* _ТЕКСТ_:
• • • • • • •

Никого не слушая, требуя от всех безусловного себе повиновения, король, сопровождаемый своими драбантами, отправился в темницу, приказав спутникам резать заключенных в ней вельмож… Драбанты повиновались. Как бы им в поощрение король, вбежав в каземат Николая Стурре, сына славного сподвижника Густава Вазы, собственноручно нанес ему две раны кинжалом и, видя, что узник только ранен, крикнул своему слуге:
— Чего же ты стоишь разинув рот! Дорезывай!!
Верить ли летописям (хотя, сказать по правде, и не верить не видим никакой причины): во время этого припадка бешенства Эрик, приказов вырыть из могилы труп какого-то знатного сановника, бросился на него и грыз» его зубами!.. До этого не доходил даже и наш Иван Васильевич Грозный; впрочем, у него не переводился запас свежинки и он не нуждался в мертвечине.
Нам скажут в защиту Эрика XIV, что он был мономан и резня заключенных не что иное, как припадок бешенства… Согласны, это так; но зачем же мономану было садиться на престол королевский и жить во дворце, когда ему следовало сидеть в доме сумасшедших?
Нет сомнения, что Швеции было бы несравненно лучше, если бы вместо порфиры на сыне Густава Вазы была надета укротительная рубаха, а на голове вместо короны лежали ледяные компрессы.
Погасив пламень бешенства в невинной крови, король бежал за город и четыре дня скитался по полям, разговаривая сам с собою, отгоняя следовавших за ним придворных… На пятый день, изнуренный голодом и усталостью, он согласился вернуться в Упсала, и, едучи шагом в колымаге, он погрузился в глубокое раздумье, потом — залился слезами. Это был кризис; вскоре лицо Эрика прояснело, в глазах засветилась искра мысли и человеческого чувства; в слабом, дрожащем голосе слышались звуки ласки и нежности. Выражая искреннее раскаяние в напрасной жестокости, король приказал немедленно освободить из темницы Иоанна финляндского и его супругу; Пеэрсона изгнал, воспретив ему под опасением смертной казни являться ему, королю, на глаза. Добрая королева со слезами радости благодарила Бога за чудесное перерождение своего мужа, и если бы младшие сыновья Густава Вазы имели хоть сотую долю благородства чувств королевы Катерины — выздоровление Эрика XIV было бы упрочено, а с тем вместе упрочено было бы и счастие государства… К сожалению, вышло иное.

• • • • • • •

* _ИСХОДНЫЕ ЗАПИСИ_:
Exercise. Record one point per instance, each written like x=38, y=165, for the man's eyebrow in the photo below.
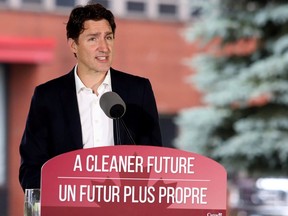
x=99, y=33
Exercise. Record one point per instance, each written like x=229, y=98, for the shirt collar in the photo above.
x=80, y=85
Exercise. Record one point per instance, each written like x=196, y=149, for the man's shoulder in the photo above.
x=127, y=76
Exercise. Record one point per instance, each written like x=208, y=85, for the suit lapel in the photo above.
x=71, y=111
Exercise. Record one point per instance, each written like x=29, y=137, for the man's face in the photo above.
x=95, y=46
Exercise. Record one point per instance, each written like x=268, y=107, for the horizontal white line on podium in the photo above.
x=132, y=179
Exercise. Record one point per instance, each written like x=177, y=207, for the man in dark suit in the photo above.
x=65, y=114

• • • • • • •

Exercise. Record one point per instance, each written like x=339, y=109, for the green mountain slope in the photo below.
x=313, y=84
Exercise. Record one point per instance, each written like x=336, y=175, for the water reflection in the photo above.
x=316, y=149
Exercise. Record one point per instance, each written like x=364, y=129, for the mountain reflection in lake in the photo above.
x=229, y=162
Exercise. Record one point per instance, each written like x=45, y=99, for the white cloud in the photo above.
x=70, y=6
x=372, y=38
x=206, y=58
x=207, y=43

• • • • • • •

* _ЗАДАНИЯ_:
A - Процитируйте текст об Эрике XIV, начиная со слов «Нам скажут в» и заканчивая словами «в доме сумасшедших?».
B - Ответьте по тексту об Эрике XIV:
(i) Сколько ран король кинжалом нанес Николаю Стурре?
(ii) Сколько дней король скитался по полям после бегства за город?
(iii) В какой город король согласился вернуться на пятый день?
Записи представляют собой отдельный материал и к тексту не относятся.

* _ОТВЕТЫ ПО ПОРЯДКУ_:
A -
Нам скажут в защиту Эрика XIV, что он был мономан и резня заключенных не что иное, как припадок бешенства… Согласны, это так; но зачем же мономану было садиться на престол королевский и жить во дворце, когда ему следовало сидеть в доме сумасшедших?

B -
(i) Две.
(ii) Четыре дня.
(iii) В Упсала.